Prompt: All entries should be output exactly as they stand.

++++ Records provided

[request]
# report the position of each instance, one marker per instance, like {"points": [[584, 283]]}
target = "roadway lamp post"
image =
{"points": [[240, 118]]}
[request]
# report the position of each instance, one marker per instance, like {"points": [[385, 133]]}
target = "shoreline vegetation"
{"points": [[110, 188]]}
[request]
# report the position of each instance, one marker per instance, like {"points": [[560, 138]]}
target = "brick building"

++++++++

Task output:
[request]
# report the position of each instance, one marker per instance, like {"points": [[584, 283]]}
target = "roadway lamp post"
image =
{"points": [[240, 118]]}
[request]
# report the position of each instance, one marker per instance, like {"points": [[385, 133]]}
target = "shoreline vegetation"
{"points": [[110, 188]]}
[request]
# report the position of each instance, one marker per instance, like {"points": [[560, 138]]}
target = "brick building"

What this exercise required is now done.